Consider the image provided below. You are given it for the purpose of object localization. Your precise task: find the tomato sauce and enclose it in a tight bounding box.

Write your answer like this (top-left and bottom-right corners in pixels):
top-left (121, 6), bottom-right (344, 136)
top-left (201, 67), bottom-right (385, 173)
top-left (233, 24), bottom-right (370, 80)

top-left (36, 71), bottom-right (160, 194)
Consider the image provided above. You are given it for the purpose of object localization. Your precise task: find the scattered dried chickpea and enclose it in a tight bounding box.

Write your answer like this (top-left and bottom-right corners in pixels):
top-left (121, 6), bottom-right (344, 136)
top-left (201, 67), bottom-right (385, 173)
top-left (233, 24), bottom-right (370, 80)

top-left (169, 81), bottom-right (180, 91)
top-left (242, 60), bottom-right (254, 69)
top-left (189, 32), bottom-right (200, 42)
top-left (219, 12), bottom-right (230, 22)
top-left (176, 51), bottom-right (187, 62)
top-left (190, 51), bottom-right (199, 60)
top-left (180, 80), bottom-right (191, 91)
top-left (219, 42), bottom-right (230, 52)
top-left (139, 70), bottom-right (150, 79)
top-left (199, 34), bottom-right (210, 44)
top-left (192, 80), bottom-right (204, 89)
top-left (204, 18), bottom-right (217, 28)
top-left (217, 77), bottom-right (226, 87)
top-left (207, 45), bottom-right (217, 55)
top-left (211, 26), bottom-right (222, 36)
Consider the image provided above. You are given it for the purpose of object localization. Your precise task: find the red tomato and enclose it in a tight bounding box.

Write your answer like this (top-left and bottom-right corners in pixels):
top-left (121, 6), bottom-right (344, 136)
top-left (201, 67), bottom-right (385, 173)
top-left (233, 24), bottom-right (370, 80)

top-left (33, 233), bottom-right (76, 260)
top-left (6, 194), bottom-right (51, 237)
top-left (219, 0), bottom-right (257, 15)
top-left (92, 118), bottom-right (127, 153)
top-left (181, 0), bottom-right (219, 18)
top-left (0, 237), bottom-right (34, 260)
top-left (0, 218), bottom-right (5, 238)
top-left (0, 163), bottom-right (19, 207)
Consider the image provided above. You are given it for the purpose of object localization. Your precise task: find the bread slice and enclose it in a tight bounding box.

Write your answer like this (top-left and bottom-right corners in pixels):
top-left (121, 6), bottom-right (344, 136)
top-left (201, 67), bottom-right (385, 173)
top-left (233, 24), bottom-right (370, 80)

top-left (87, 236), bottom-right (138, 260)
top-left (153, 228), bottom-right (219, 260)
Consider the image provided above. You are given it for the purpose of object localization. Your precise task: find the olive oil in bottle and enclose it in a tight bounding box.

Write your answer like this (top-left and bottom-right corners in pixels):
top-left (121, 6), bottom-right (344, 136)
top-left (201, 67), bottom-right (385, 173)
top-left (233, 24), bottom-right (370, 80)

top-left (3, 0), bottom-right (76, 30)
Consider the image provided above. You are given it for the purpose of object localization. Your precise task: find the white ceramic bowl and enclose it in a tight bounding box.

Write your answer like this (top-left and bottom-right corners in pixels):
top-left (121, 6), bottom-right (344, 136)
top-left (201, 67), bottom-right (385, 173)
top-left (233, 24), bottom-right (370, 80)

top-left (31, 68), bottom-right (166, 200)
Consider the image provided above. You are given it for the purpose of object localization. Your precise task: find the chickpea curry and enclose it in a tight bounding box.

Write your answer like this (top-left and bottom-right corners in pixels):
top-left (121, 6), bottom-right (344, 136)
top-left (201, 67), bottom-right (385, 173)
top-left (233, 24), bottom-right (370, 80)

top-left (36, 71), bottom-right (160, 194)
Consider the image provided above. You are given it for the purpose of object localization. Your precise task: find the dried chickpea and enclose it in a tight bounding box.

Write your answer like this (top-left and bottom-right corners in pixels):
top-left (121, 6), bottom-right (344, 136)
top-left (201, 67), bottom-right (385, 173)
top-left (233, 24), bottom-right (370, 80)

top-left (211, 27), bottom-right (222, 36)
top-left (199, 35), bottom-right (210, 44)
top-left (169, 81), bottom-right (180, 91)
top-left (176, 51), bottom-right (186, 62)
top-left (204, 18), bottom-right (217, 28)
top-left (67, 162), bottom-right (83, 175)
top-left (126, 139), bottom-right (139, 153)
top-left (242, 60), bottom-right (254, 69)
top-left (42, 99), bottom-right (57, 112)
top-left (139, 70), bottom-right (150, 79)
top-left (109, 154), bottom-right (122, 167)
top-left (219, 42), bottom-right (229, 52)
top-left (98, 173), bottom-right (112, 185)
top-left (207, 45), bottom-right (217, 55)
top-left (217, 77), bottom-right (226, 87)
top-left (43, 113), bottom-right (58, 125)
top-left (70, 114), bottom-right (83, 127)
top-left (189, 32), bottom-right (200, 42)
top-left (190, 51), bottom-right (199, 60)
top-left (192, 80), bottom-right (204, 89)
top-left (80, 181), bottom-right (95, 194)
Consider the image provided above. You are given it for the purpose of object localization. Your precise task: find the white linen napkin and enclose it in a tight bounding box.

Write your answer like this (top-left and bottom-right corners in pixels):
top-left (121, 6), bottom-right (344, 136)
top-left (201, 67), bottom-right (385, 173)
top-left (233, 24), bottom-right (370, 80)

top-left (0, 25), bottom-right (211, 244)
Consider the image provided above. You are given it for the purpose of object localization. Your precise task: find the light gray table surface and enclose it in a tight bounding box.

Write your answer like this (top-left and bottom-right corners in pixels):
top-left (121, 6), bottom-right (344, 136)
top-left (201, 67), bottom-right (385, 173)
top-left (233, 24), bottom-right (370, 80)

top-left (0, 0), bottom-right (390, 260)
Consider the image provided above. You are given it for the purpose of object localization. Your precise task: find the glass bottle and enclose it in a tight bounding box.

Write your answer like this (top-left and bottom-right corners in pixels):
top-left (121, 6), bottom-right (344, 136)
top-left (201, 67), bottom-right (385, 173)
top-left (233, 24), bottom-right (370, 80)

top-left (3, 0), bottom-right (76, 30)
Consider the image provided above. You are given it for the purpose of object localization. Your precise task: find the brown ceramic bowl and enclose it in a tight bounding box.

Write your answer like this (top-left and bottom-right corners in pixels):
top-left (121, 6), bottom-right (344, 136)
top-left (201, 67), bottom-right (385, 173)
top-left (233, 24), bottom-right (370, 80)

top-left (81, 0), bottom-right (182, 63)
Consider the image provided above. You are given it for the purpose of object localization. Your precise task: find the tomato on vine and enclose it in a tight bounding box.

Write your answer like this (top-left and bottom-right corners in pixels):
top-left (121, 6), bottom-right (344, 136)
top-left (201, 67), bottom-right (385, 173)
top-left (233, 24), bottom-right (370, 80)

·····

Task →
Please give again, unchanged, the lines of the listing from the line with "find the brown" to the line with "top-left (81, 0), bottom-right (182, 63)", both included.

Response →
Consider the image provided above. You are given it for the purpose of object localization. Your precise task: find the brown ceramic bowl and enclose it in a tight bounding box.

Write your answer like this (top-left and bottom-right corners in pixels):
top-left (121, 6), bottom-right (344, 136)
top-left (201, 67), bottom-right (385, 173)
top-left (233, 24), bottom-right (370, 80)

top-left (81, 0), bottom-right (182, 63)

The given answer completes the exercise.